Data to use section start

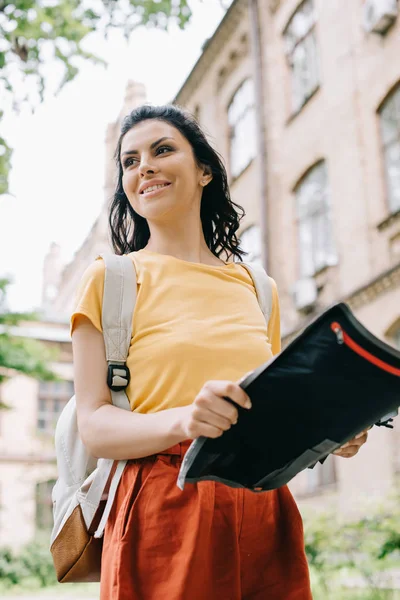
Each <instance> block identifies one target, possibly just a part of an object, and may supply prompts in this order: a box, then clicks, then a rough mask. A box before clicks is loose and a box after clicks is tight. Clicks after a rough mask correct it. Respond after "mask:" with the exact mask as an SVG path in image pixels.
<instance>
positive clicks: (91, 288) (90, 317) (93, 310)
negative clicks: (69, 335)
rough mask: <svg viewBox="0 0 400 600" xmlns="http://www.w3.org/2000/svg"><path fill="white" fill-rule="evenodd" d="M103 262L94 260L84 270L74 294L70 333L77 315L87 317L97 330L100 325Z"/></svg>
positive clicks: (71, 331) (102, 272)
mask: <svg viewBox="0 0 400 600" xmlns="http://www.w3.org/2000/svg"><path fill="white" fill-rule="evenodd" d="M104 274H105V264H104V261H103V260H96V261H95V262H94V263H92V264H91V265H89V267H88V268H87V269H86V271H85V272H84V274H83V276H82V279H81V281H80V283H79V286H78V289H77V291H76V295H75V302H74V309H73V312H72V315H71V330H70V331H71V334H72V332H73V330H74V326H75V320H76V317H77V316H78V315H84V316H85V317H87V318H88V319H89V320H90V321H91V322H92V323H93V325H94V326H95V327H96V329H98V330H99V331H102V326H101V308H102V305H103V292H104Z"/></svg>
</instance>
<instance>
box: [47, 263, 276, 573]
mask: <svg viewBox="0 0 400 600" xmlns="http://www.w3.org/2000/svg"><path fill="white" fill-rule="evenodd" d="M99 258H100V257H99ZM101 258H102V259H103V260H104V262H105V278H104V294H103V306H102V328H103V336H104V345H105V351H106V358H107V363H108V377H107V384H108V386H109V388H110V389H111V396H112V402H113V404H114V405H115V406H118V407H119V408H122V409H125V410H130V404H129V401H128V398H127V396H126V393H125V389H126V387H127V385H128V383H129V379H130V374H129V370H128V368H127V366H126V359H127V356H128V351H129V346H130V342H131V336H132V317H133V310H134V308H135V302H136V273H135V267H134V264H133V261H132V260H131V259H130V258H129V257H128V256H116V255H111V254H110V255H108V254H107V255H102V256H101ZM240 264H242V265H243V266H244V267H245V268H246V269H247V270H248V272H249V273H250V275H251V277H252V279H253V281H254V285H255V289H256V293H257V297H258V301H259V304H260V307H261V310H262V312H263V314H264V317H265V319H266V322H267V323H268V321H269V317H270V314H271V308H272V290H271V283H270V280H269V277H268V276H267V274H266V272H265V271H264V269H263V268H262V267H261V266H259V265H257V264H250V263H240ZM55 446H56V456H57V469H58V480H57V482H56V484H55V486H54V488H53V493H52V500H53V516H54V527H53V530H52V534H51V547H50V551H51V554H52V556H53V562H54V567H55V570H56V574H57V579H58V581H60V582H62V583H70V582H82V581H99V580H100V567H101V551H102V541H103V540H102V538H103V533H104V528H105V525H106V523H107V519H108V515H109V514H110V510H111V508H112V505H113V502H114V498H115V493H116V490H117V487H118V484H119V481H120V479H121V476H122V473H123V470H124V468H125V465H126V463H127V461H126V460H120V461H113V460H111V459H104V458H100V459H96V458H94V457H93V456H90V454H89V453H88V452H87V450H86V448H85V446H84V445H83V443H82V440H81V438H80V436H79V431H78V425H77V415H76V403H75V397H72V398H71V400H70V401H69V402H68V404H67V405H66V406H65V408H64V410H63V411H62V413H61V415H60V418H59V420H58V422H57V427H56V433H55Z"/></svg>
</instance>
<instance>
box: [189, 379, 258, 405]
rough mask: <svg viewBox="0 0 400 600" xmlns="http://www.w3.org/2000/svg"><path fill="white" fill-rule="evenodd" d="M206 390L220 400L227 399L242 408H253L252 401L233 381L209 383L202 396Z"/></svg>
mask: <svg viewBox="0 0 400 600" xmlns="http://www.w3.org/2000/svg"><path fill="white" fill-rule="evenodd" d="M203 390H206V391H207V392H211V393H212V394H214V395H215V396H218V397H220V398H224V397H227V398H229V399H230V400H232V402H235V404H237V405H238V406H241V407H242V408H251V400H250V398H249V397H248V395H247V394H246V392H245V391H244V390H242V388H241V387H240V385H238V384H237V383H234V382H233V381H207V383H206V384H205V385H204V386H203V388H202V390H201V392H200V394H201V393H202V392H203Z"/></svg>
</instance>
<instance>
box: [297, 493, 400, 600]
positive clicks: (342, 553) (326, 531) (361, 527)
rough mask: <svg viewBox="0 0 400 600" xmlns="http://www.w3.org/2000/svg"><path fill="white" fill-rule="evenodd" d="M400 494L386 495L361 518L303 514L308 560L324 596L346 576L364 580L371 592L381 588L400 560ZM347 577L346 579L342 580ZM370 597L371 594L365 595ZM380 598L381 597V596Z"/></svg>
mask: <svg viewBox="0 0 400 600" xmlns="http://www.w3.org/2000/svg"><path fill="white" fill-rule="evenodd" d="M399 500H400V497H399V495H398V494H397V496H394V497H393V498H389V497H388V498H387V499H386V501H385V503H384V505H383V506H382V507H379V506H369V507H368V509H367V508H365V509H364V511H363V512H364V514H365V513H366V515H367V516H363V517H361V518H359V519H358V520H353V521H344V520H340V521H339V519H338V518H337V517H336V516H335V515H334V514H325V515H322V516H320V517H315V515H311V514H310V515H308V516H307V515H305V516H304V533H305V545H306V554H307V559H308V562H309V565H310V568H311V570H312V572H313V574H314V578H315V579H316V580H317V581H318V586H319V588H320V590H321V594H322V596H321V597H323V598H324V599H328V598H334V597H336V596H335V595H331V594H332V592H333V591H334V589H335V590H336V587H335V585H336V584H337V585H339V587H340V582H341V581H345V580H346V578H348V577H349V576H350V577H355V578H356V579H357V578H358V580H360V581H362V582H363V584H364V586H366V589H367V590H369V591H370V592H371V593H372V592H375V591H376V590H378V588H379V587H380V584H381V583H382V581H383V580H384V576H385V571H390V570H391V569H393V568H395V566H396V565H398V564H399V560H400V531H399V523H400V502H399ZM342 576H344V579H341V578H342ZM362 597H363V598H367V597H369V594H367V595H365V596H362ZM379 597H380V598H381V597H382V596H379Z"/></svg>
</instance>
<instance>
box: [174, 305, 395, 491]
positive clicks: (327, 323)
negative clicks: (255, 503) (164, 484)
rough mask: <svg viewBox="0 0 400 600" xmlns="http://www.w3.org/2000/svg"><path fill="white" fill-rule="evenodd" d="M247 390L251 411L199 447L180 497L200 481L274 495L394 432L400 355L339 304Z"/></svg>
mask: <svg viewBox="0 0 400 600" xmlns="http://www.w3.org/2000/svg"><path fill="white" fill-rule="evenodd" d="M238 352H240V348H239V349H238ZM240 385H241V387H242V388H243V389H244V390H245V391H246V393H247V394H248V395H249V396H250V398H251V401H252V405H253V406H252V408H251V409H250V410H246V409H241V408H240V409H239V419H238V422H237V424H236V425H234V426H232V427H231V429H229V430H228V431H226V432H225V433H224V434H223V435H222V436H221V437H219V438H217V439H211V438H198V439H197V440H194V441H193V442H192V444H191V446H190V447H189V449H188V451H187V453H186V455H185V458H184V460H183V462H182V466H181V469H180V473H179V477H178V482H177V483H178V486H179V487H180V488H181V489H183V488H184V485H185V483H194V482H197V481H201V480H215V481H220V482H223V483H225V484H227V485H229V486H231V487H245V488H248V489H250V490H253V491H263V490H271V489H275V488H278V487H280V486H282V485H284V484H286V483H288V482H289V481H290V480H291V479H292V478H293V477H294V476H295V475H297V473H299V472H300V471H302V470H303V469H306V468H307V467H311V466H313V465H315V464H316V463H317V462H318V461H323V460H324V459H325V458H326V457H327V456H328V454H330V453H331V452H333V451H334V450H336V449H337V448H339V447H340V446H342V445H343V444H344V443H345V442H347V441H348V440H350V439H352V438H353V437H354V436H355V435H357V434H358V433H360V432H361V431H362V430H364V429H366V428H367V427H370V426H372V425H374V424H385V425H389V422H390V421H391V420H392V419H391V418H390V417H391V416H394V415H396V414H397V411H398V408H399V406H400V352H399V351H397V350H395V349H394V348H392V347H391V346H389V345H388V344H385V343H384V342H382V341H381V340H379V339H378V338H376V337H375V336H374V335H373V334H372V333H371V332H369V331H368V330H367V329H366V328H365V327H364V326H363V325H361V323H360V322H359V321H358V320H357V319H356V318H355V316H354V315H353V313H352V312H351V310H350V309H349V308H348V306H347V305H346V304H343V303H340V304H336V305H334V306H332V307H331V308H329V309H328V310H326V311H325V312H324V313H323V314H322V315H321V316H319V317H318V318H317V319H316V320H315V321H314V322H312V323H311V324H310V325H309V326H308V327H307V328H306V329H305V330H304V331H303V332H302V333H301V334H300V335H299V336H298V337H297V338H295V339H294V340H293V341H292V342H291V343H290V344H289V345H288V346H287V347H286V348H285V349H284V350H283V351H282V352H281V353H280V354H278V355H277V356H275V357H274V358H273V359H272V360H270V361H269V362H267V363H264V364H263V365H261V366H260V367H259V368H257V369H256V370H255V371H253V372H252V373H251V374H250V375H248V376H247V377H246V379H245V380H244V381H242V382H241V384H240ZM227 400H229V399H227ZM389 426H390V425H389Z"/></svg>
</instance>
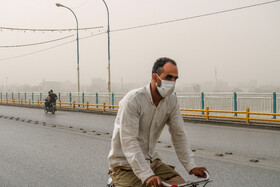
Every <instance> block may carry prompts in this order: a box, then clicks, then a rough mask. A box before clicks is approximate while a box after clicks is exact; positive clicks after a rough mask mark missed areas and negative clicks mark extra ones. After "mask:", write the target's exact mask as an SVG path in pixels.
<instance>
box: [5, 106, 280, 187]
mask: <svg viewBox="0 0 280 187" xmlns="http://www.w3.org/2000/svg"><path fill="white" fill-rule="evenodd" d="M0 116H1V117H0V186H97V187H99V186H105V183H106V180H107V177H108V176H107V160H106V157H107V155H108V151H109V149H110V134H106V132H107V131H108V132H109V133H111V132H112V124H113V121H114V116H106V115H94V114H86V113H74V112H62V111H58V112H57V113H56V114H55V115H51V114H47V115H46V114H44V113H43V112H42V111H41V110H38V109H31V108H21V107H7V106H0ZM30 120H32V121H30ZM43 122H45V123H43ZM70 126H71V127H73V128H69V127H70ZM186 126H187V128H188V131H189V135H190V141H191V142H192V148H193V149H196V152H195V160H196V163H197V164H199V165H203V166H206V167H207V168H208V170H209V171H210V175H211V178H212V179H213V180H214V181H213V182H212V184H209V185H207V186H275V187H276V186H277V187H278V186H279V183H280V179H279V176H280V166H279V163H280V162H279V155H277V153H274V152H272V153H273V154H275V155H271V156H269V157H265V159H259V158H258V159H259V162H257V163H254V162H249V160H250V159H251V158H257V156H256V155H255V154H257V155H259V154H260V155H262V153H258V152H257V151H256V149H254V151H253V152H256V153H254V154H253V152H251V151H250V152H249V153H248V154H249V155H250V156H248V155H247V154H237V153H235V152H233V155H224V156H222V157H218V156H215V154H216V153H224V152H225V150H228V149H233V148H231V147H226V146H224V144H226V143H227V142H221V141H223V140H222V138H223V137H224V136H226V134H223V135H221V137H220V139H219V138H217V139H218V140H215V139H214V138H213V137H212V138H211V137H210V135H209V134H213V131H215V133H219V132H223V133H226V131H233V132H234V133H236V131H237V132H238V133H240V135H239V138H241V140H240V141H242V140H246V139H245V137H242V134H244V135H245V134H246V133H247V134H252V136H253V135H254V134H256V135H257V136H262V137H263V141H267V142H269V141H272V140H274V141H276V142H273V146H274V149H276V148H277V145H279V133H277V131H276V132H273V131H263V130H254V129H239V128H236V129H234V128H224V127H218V126H210V127H209V126H207V125H201V124H186ZM199 127H200V128H201V130H199ZM212 128H213V129H212ZM214 128H216V129H214ZM219 129H220V131H218V130H219ZM202 130H203V133H202V132H201V131H202ZM93 131H94V132H93ZM248 131H252V132H248ZM207 132H208V133H207ZM241 132H243V133H241ZM164 133H165V132H164ZM193 133H194V134H196V136H200V137H203V138H202V140H203V141H202V142H203V143H201V142H200V141H198V139H199V138H197V140H196V138H194V137H195V136H194V135H193ZM198 133H201V134H198ZM266 133H268V134H270V133H271V134H272V136H268V135H267V136H264V134H266ZM204 134H208V136H206V137H205V135H204ZM258 134H259V135H258ZM232 136H233V135H232ZM274 136H275V137H274ZM248 137H250V136H248ZM270 137H272V140H265V139H269V138H270ZM277 137H278V139H277ZM209 138H210V139H209ZM230 138H232V137H231V136H230V137H228V139H230ZM239 138H237V137H236V139H239ZM161 140H162V143H160V144H159V145H158V150H159V152H160V153H161V155H162V157H163V160H165V161H168V163H169V164H172V165H175V166H176V167H177V170H178V171H179V172H180V173H182V174H185V171H184V170H183V168H182V166H181V165H180V164H179V162H178V159H177V158H176V155H175V153H174V150H173V149H172V147H171V148H167V147H168V146H167V145H169V140H168V138H167V137H166V135H163V137H161ZM196 141H197V142H196ZM211 141H213V142H214V143H215V144H216V143H217V142H220V144H219V145H215V146H213V145H212V143H211ZM228 141H234V139H233V140H228ZM252 141H253V140H252ZM206 142H207V143H206ZM247 142H249V143H250V142H251V140H250V141H243V144H247ZM232 143H236V142H232ZM244 146H245V145H244ZM268 146H270V145H268ZM239 147H240V146H239ZM239 147H237V148H236V149H237V150H238V149H239ZM241 147H242V146H241ZM263 149H264V148H260V149H259V150H260V151H262V150H263ZM241 152H242V151H241ZM184 176H186V177H187V178H188V179H193V178H192V177H191V178H190V177H189V176H188V175H184ZM268 184H269V185H268Z"/></svg>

Data to use section end

- Task item -
From the data above, count the lines that hold the string "negative". Reply with only that number.

- Response to this exercise -
3